:: Activity ::
Lines in the listing below that hold "dense" are the ones to copy.
== Segment start ==
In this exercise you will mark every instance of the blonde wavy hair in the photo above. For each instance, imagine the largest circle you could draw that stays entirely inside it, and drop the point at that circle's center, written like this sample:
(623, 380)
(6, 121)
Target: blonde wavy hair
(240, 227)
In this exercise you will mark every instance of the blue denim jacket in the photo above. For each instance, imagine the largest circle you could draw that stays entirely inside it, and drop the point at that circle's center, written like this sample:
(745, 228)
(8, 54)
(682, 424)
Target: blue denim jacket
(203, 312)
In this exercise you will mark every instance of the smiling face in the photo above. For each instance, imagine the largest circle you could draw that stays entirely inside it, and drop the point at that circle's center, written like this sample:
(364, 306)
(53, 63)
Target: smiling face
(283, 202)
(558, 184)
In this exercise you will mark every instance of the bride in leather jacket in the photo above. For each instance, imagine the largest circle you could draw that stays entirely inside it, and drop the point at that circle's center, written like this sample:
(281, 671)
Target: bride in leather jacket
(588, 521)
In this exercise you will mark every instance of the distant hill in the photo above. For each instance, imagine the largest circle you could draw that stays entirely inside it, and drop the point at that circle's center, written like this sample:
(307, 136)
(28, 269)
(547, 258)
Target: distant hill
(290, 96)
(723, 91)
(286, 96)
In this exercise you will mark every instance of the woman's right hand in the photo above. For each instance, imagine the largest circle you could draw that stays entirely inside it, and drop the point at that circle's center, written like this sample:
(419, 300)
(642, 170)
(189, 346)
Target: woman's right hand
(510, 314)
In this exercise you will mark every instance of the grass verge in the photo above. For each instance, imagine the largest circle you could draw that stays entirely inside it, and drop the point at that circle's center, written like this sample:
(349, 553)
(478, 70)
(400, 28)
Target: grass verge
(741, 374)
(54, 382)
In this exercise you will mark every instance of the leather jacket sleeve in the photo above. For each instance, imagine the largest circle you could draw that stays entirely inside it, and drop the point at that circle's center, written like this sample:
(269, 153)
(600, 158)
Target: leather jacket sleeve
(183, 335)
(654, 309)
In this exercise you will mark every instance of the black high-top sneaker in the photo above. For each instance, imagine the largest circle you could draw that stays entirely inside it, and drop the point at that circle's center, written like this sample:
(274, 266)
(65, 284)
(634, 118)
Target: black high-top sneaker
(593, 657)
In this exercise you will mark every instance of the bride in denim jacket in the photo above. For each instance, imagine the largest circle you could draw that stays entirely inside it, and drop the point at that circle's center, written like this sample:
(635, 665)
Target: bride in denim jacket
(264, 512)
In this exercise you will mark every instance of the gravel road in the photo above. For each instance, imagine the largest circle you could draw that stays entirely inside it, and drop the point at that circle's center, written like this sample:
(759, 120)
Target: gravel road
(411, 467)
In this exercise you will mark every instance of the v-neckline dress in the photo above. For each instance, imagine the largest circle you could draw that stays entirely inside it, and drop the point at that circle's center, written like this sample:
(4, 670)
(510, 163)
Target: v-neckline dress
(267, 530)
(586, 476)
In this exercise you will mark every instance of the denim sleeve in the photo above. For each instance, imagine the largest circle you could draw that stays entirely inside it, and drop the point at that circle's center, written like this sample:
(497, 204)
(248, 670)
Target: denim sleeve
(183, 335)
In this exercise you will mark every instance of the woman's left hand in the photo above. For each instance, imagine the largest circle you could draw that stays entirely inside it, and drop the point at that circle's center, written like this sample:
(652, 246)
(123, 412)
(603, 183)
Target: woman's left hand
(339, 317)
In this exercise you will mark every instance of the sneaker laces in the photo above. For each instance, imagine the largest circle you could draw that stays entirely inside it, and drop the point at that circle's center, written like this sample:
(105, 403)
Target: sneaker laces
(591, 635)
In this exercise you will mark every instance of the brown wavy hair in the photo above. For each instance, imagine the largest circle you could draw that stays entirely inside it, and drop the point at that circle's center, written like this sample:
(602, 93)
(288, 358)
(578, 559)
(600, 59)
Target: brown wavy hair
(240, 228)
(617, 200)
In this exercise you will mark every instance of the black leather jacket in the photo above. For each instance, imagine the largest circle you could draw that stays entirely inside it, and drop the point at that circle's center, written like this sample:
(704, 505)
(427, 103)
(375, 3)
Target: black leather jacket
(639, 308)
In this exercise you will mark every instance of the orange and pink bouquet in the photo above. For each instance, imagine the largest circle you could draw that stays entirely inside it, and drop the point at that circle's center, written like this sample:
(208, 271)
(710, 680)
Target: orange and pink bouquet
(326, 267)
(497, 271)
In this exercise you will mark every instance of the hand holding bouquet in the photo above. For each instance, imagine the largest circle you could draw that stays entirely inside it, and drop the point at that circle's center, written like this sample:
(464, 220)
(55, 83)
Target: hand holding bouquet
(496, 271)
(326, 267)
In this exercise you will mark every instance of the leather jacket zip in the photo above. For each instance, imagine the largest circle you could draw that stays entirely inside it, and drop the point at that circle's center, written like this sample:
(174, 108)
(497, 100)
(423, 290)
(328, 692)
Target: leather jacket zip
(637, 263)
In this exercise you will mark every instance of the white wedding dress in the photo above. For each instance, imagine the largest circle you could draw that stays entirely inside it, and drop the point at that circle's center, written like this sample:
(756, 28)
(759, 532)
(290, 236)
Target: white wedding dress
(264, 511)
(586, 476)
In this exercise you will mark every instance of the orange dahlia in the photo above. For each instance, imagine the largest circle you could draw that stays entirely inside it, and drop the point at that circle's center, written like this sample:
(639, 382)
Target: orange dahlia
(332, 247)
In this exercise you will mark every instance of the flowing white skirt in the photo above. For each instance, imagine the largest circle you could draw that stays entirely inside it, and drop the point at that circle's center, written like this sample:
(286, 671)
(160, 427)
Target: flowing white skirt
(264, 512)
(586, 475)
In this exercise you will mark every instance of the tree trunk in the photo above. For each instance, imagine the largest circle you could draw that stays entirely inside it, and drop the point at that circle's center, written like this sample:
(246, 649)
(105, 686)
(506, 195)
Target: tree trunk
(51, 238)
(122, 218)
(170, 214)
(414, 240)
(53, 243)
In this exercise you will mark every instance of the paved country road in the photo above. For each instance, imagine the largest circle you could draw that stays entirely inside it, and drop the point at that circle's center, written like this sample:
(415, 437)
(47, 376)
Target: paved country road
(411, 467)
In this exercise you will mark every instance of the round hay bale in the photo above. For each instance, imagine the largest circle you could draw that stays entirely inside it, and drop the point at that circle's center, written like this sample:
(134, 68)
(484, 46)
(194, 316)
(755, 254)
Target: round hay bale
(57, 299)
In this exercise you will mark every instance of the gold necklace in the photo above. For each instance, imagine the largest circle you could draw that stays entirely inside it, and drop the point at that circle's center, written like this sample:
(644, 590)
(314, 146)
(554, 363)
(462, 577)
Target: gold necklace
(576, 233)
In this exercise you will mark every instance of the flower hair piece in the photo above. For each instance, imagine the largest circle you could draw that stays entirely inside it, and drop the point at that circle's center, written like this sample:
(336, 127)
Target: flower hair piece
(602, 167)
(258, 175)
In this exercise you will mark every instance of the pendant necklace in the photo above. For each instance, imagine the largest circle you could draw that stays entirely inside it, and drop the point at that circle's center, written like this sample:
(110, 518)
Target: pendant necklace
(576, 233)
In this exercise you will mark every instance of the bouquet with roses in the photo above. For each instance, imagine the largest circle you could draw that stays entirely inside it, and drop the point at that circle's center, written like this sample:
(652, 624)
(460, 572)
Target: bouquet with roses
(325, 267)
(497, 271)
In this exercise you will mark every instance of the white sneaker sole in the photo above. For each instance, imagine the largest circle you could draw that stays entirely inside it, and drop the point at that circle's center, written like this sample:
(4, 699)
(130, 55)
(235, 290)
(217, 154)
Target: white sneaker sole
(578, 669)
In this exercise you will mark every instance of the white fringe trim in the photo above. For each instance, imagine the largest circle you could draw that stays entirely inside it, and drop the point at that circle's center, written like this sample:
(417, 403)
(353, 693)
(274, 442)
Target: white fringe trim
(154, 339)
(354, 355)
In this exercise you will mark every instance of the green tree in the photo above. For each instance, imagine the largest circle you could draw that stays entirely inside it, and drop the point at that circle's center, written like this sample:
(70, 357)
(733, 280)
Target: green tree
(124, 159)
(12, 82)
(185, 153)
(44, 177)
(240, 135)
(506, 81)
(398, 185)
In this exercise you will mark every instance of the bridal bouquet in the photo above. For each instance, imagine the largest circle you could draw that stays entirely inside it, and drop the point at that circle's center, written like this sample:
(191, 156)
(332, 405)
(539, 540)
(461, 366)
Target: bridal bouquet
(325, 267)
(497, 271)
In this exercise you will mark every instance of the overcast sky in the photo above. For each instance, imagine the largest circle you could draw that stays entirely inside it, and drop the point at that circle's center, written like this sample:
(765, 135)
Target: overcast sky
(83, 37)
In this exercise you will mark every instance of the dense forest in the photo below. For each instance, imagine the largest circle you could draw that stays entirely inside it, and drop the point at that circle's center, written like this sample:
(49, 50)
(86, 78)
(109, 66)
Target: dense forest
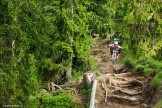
== Segment end ==
:: Reply to the exercise ::
In this exercise you will mark every instance of the dense forest in the photo below. For each instance, imagine the largest circle you could draw that stays entirely inside it, and drop the point at that circle's center, written like this sample:
Target: dense forest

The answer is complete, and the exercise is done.